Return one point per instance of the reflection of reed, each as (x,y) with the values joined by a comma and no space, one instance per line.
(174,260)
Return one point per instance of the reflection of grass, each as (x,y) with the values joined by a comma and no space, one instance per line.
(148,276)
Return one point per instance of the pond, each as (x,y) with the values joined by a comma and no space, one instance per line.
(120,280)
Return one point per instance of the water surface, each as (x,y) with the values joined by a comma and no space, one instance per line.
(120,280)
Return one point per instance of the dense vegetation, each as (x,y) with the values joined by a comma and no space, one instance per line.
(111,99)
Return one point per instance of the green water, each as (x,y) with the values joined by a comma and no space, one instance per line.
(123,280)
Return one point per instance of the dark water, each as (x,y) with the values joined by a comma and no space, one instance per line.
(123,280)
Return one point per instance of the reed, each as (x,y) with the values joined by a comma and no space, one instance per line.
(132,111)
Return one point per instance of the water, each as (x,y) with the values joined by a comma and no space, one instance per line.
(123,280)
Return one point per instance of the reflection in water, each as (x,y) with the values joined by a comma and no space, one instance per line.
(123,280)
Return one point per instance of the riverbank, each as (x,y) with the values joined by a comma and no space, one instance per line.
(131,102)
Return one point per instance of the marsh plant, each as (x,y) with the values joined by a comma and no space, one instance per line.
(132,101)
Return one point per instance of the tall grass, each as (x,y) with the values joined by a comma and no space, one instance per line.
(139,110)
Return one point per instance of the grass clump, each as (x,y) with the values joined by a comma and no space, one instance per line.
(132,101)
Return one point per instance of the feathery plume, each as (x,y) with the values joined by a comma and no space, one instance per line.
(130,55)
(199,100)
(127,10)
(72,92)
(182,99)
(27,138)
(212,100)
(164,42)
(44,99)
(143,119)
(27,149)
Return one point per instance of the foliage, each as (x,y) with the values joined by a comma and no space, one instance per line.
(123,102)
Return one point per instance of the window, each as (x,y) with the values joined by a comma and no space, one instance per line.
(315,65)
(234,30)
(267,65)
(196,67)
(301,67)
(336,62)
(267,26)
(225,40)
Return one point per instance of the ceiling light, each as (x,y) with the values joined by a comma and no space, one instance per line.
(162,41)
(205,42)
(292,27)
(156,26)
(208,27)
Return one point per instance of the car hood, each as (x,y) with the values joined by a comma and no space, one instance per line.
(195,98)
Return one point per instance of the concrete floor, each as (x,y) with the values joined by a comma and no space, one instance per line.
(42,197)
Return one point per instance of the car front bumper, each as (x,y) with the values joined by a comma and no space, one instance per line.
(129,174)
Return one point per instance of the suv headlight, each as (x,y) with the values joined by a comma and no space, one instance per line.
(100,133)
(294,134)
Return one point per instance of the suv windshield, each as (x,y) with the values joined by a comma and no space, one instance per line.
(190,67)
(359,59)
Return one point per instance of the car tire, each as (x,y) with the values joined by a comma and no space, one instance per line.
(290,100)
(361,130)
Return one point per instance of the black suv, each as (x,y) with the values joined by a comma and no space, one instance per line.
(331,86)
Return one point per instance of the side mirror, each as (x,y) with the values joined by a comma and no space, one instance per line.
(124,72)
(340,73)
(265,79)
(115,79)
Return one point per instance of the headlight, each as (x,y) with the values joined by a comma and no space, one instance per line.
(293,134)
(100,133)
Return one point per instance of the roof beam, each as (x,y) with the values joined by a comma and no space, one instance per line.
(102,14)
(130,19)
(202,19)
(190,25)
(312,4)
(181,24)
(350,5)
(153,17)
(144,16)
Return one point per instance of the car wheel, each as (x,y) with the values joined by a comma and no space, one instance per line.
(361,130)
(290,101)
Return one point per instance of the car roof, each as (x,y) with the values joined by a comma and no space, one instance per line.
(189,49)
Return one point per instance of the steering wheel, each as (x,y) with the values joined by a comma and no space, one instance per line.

+++++

> [What to do]: Return all of the records above word for word, with nothing added, dropped, or changed.

> [Task result]:
Return one point per instance of the reflection of reed, each as (x,y) with the values joined by a comma and no space, one instance per line.
(174,260)
Return one point per instance of the reflection of grass, each as (x,y) with the values joined by a comma and no space, one instance per line.
(148,276)
Return one point per instance of the pond, each as (x,y) with the values joined by a comma and no space, one instance per line.
(120,280)
Return one point per instance of the water surface, each as (x,y) with the values joined by a comma and no space, one instance per line.
(120,280)
Return one point per instance of the dense vegetation, each as (x,y) with the values joined by a comma and no space, one instance per line.
(111,99)
Return one point per instance of the green water, each as (x,y) with the values joined by a comma and no space, one instance per line.
(123,280)
Return one point per instance of the dark water, each as (x,y) with the values joined by a comma and no space, one instance per line.
(123,280)
Return one point per instance of the reed, each as (x,y) with the values joined by a comma and no space, one instance per line.
(132,111)
Return one point per instance of the water, each as (x,y) with the values joined by a comma and no space, one instance per line.
(123,280)
Return one point per instance of the reflection in water, each as (x,y) with the values joined by a comma and no space, one instance per line.
(123,280)
Return one point per instance of the riverbank, each as (x,y) with the values joined by a comma and no space, one instance per line.
(131,102)
Return one point per instance of the marsh plant, each as (x,y) with the values joined by a comma and no space, one instance per line.
(132,101)
Return one point per instance of the tall grass, each as (x,y) with the values joined by a comma and no space, one instance per line.
(139,110)
Return one point per instance of the grass clump, each as (x,y) with the values joined by a comma and no space, one instance per line.
(132,101)
Return one point per instance of the feathery plume, each as (x,y) with the values joined by a comma and no space, one instance per line.
(130,55)
(199,100)
(127,10)
(72,92)
(182,99)
(27,138)
(212,100)
(164,42)
(44,99)
(143,119)
(27,149)
Return one point per instance of the foliage, each as (x,y) with the values joined by a comma and no space, one instance per line.
(123,102)
Return one point per instance of the window, each as (x,y) with the values joined by a comma and no space, one instance per line.
(315,65)
(234,30)
(267,65)
(196,67)
(301,67)
(336,62)
(267,26)
(225,40)
Return one point per instance of the ceiling light, each as (x,y) with the values joined by a comma and no space, one instance per line.
(162,41)
(205,42)
(292,27)
(156,26)
(208,27)
Return one point per instance of the car hood, each as (x,y) with the values joined by a comma and no space, one instance per line.
(195,98)
Return one point per instance of the concrete floor, each as (x,y) with the values joined by a comma and no space, one instance per line.
(42,197)
Return one point per instance of the car front bumper, each as (x,y) with the values joined by a comma and no space, one instance per line.
(129,174)
Return one point per instance of the suv headlight, each as (x,y) with the values joined by a comma and no space, one instance per line.
(100,133)
(294,134)
Return one point per instance of the suv windshield, each as (x,y) with the values joined by a comma and no space, one instance per line.
(190,67)
(359,59)
Return one point per instance of the car tire, each as (x,y) with the values joined by a comma and no space, one instance per line.
(290,100)
(361,130)
Return one point per instance of the black suv, each as (x,y) with the values joined by a comma and no space, one instance per line.
(331,86)
Return one point per instance of the side mirror, each as (x,y) with the values joined by a comma and no space, one instance per line.
(124,72)
(340,73)
(265,79)
(115,79)
Return one point per instance of the headlight, each as (x,y) with the values joined by a comma and no space, one instance per line.
(293,134)
(100,133)
Return one point per instance of the roof beam, each as (x,y) with the values joined by a comma and no space, one instance per line.
(102,14)
(130,19)
(202,19)
(190,25)
(312,4)
(181,24)
(350,5)
(153,17)
(144,16)
Return one point per instance of the car wheel, each as (x,y) with the values joined by a comma and no space, one instance per line.
(361,130)
(290,101)
Return one point per instance of the car roof, each as (x,y) with the values joined by a comma and no space, one instance per line.
(189,49)
Return one point per instance of the steering wheel, each as (x,y) with the values joined by a comma and no space, one instance per line.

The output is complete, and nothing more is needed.